#### TEKS LATIHAN
Awal pekan ini, pasar finansial Indonesia menunjukkan performa yang kurang menggembirakan. Indeks Harga Saham Gabungan (IHSG) mengalami koreksi tipis, sementara nilai tukar rupiah terus melemah hingga menembus level Rp16.600 per dolar AS. Kondisi ini kontras dengan euforia yang terjadi pada penutupan perdagangan minggu lalu, kini dihadapkan pada tekanan eksternal yang nyata.
Pada perdagangan kemarin, IHSG ditutup melemah 0,14% atau 11,08 poin, berada di level 8.040,04. Meskipun demikian, terdapat 371 saham yang mencatatkan kenaikan, berbanding 297 saham yang mengalami penurunan. Sektor barang baku dan finansial menjadi pemberat utama indeks, sementara sektor konsumer primer dan properti berhasil mencatatkan pertumbuhan positif. Investor asing tercatat melakukan penjualan bersih (net sell) sebesar Rp 491,53 miliar. Saham-saham seperti Amman Mineral Internasional (AMMN) dan perbankan besar seperti BBRI dan BBCA turut menyeret indeks ke zona merah. Total transaksi mencapai Rp23,09 triliun dengan volume 39,85 miliar saham berpindah tangan.

#### BARIS YANG DITAMPILKAN
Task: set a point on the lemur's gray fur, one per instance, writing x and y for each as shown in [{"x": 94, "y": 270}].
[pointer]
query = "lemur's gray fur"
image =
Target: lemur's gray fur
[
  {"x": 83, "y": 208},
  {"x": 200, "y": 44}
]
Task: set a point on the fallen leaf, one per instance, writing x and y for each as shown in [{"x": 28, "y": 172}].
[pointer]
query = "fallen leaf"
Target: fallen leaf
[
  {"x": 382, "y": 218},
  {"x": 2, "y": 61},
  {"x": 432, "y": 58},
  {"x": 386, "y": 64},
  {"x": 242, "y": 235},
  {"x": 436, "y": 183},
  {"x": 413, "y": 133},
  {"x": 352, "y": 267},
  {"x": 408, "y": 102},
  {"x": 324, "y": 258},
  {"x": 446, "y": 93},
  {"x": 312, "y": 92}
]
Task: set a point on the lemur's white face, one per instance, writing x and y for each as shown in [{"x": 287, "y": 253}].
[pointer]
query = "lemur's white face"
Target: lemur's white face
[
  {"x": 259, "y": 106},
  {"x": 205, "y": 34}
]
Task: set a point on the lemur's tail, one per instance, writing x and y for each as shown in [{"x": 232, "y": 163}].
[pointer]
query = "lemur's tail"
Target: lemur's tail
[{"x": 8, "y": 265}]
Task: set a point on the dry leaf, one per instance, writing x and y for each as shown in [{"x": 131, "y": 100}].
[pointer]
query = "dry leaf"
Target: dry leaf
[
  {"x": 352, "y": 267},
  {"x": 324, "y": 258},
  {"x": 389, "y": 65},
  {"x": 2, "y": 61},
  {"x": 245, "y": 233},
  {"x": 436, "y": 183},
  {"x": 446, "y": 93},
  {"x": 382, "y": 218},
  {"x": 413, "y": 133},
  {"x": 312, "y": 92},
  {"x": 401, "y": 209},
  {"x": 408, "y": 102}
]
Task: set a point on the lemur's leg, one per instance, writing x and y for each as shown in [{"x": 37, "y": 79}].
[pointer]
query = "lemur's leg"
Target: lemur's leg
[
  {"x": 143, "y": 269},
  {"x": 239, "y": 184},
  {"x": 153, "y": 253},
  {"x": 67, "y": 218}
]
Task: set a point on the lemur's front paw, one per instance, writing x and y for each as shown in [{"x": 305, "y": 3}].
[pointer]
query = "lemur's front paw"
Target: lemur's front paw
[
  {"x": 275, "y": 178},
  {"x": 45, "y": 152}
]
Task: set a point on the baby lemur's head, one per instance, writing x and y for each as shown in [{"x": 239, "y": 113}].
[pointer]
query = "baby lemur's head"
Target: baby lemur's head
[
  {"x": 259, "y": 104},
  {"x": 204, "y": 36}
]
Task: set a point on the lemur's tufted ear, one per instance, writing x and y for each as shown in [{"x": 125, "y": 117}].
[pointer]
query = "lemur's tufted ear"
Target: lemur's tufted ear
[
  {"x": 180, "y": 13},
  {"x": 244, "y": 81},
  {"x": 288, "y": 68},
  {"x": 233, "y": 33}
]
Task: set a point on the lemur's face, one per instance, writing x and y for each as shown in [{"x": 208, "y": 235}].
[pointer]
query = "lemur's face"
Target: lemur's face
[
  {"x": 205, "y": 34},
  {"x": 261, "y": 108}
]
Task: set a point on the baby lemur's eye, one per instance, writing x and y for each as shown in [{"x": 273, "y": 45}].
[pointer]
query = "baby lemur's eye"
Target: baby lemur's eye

#### SOAL LATIHAN
A: Ketik ulang bagian teks tentang IHSG mulai dari "Pada perdagangan kemarin, IHSG" sampai dengan "saham berpindah tangan.", termasuk kata-kata terakhir itu.
B: Jawab pertanyaan berikut berdasarkan teks tentang IHSG.
(i) Nilai tukar rupiah melemah sampai menembus level berapa per dolar AS?
(ii) Berapa saham yang mencatatkan kenaikan pada perdagangan kemarin?
(iii) Berapa besar penjualan bersih yang dilakukan investor asing?

#### JAWABAN PER SOAL
A:
Pada perdagangan kemarin, IHSG ditutup melemah 0,14% atau 11,08 poin, berada di level 8.040,04. Meskipun demikian, terdapat 371 saham yang mencatatkan kenaikan, berbanding 297 saham yang mengalami penurunan. Sektor barang baku dan finansial menjadi pemberat utama indeks, sementara sektor konsumer primer dan properti berhasil mencatatkan pertumbuhan positif. Investor asing tercatat melakukan penjualan bersih (net sell) sebesar Rp 491,53 miliar. Saham-saham seperti Amman Mineral Internasional (AMMN) dan perbankan besar seperti BBRI dan BBCA turut menyeret indeks ke zona merah. Total transaksi mencapai Rp23,09 triliun dengan volume 39,85 miliar saham berpindah tangan.

B:
(i) Rp16.600 per dolar AS
(ii) 371 saham
(iii) Rp 491,53 miliar